Problem >> Quote the passage of the vaccine scandal article word for word, starting at "Certain aspects of" and ending at "in early 2015).".

Vaccine Scandal Reveals China's Unbalanced Priorities
As far as scandals go, the recent revelation that 2 million doses of expired or spoiled vaccines with a value of 570 million yuan ($88 million) had been sold in 24 Chinese provinces since 2011 can easily qualify as one of the most shocking, even in a scandal-plagued country. According to official media, Chinese authorities have so far arrested more than 130 individuals suspected of participation in the vaccines sales and distribution ring. In addition, 29 companies, including three publicly-traded ones, were involved in the purchase and sale of the suspect vaccines that were supposed to provide protection against 25 diseases including meningitis, chicken pox, polio and rabies.
Certain aspects of this scandal stand out. For instance, the ringleader, a retired pharmacologist, was convicted of illegally selling vaccines as early as 2009 and, during her probation, restarted her illegal business with her daughter. Another noteworthy feature of their crime is that the pair were able to obtain large quantities of vaccines, which supposedly can only be bought and sold by licensed companies, not by individuals. Finally, even more disturbing than the crime itself is the long delay by Chinese authorities in informing the public of the danger posed by expired or spoiled vaccines distributed by the ring (according to Chinese press reports, the ringleader and her daughter were arrested in in early 2015).
However, the saga also bears important similarities with many other mega-scandals involving food and public safety in China over the past 15 years. In 2006, counterfeit drugs that had been approved by China's drug regulator were responsible for the deaths of an unknown number of people. In 2008, melamine-laced baby formula killed four babies and made nearly 40,000 more seriously ill.

Dataset >>
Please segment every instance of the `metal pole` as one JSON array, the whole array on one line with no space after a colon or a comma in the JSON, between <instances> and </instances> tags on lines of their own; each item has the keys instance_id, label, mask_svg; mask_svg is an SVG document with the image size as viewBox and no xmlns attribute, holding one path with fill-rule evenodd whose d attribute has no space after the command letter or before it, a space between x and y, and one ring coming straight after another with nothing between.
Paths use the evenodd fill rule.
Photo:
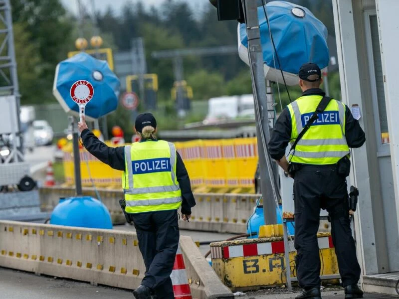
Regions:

* * *

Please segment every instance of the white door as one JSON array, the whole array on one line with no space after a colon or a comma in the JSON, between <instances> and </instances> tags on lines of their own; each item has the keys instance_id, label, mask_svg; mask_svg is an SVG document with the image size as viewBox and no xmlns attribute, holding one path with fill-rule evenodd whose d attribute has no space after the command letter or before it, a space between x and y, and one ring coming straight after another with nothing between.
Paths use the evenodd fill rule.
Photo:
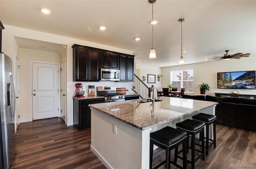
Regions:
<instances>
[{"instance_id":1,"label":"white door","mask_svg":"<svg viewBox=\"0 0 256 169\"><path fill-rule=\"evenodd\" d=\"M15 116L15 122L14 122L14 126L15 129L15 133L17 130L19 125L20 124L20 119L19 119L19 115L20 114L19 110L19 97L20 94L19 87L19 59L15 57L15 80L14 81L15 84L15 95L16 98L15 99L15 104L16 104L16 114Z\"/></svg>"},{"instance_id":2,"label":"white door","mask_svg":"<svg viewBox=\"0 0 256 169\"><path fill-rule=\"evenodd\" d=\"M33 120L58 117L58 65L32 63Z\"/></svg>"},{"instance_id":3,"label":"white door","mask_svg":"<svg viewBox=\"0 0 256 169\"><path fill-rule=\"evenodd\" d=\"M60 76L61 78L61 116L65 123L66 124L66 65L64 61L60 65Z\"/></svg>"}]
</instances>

Worked solution >>
Certain aspects of this scandal stand out. For instance, the ringleader, a retired pharmacologist, was convicted of illegally selling vaccines as early as 2009 and, during her probation, restarted her illegal business with her daughter. Another noteworthy feature of their crime is that the pair were able to obtain large quantities of vaccines, which supposedly can only be bought and sold by licensed companies, not by individuals. Finally, even more disturbing than the crime itself is the long delay by Chinese authorities in informing the public of the danger posed by expired or spoiled vaccines distributed by the ring (according to Chinese press reports, the ringleader and her daughter were arrested in in early 2015).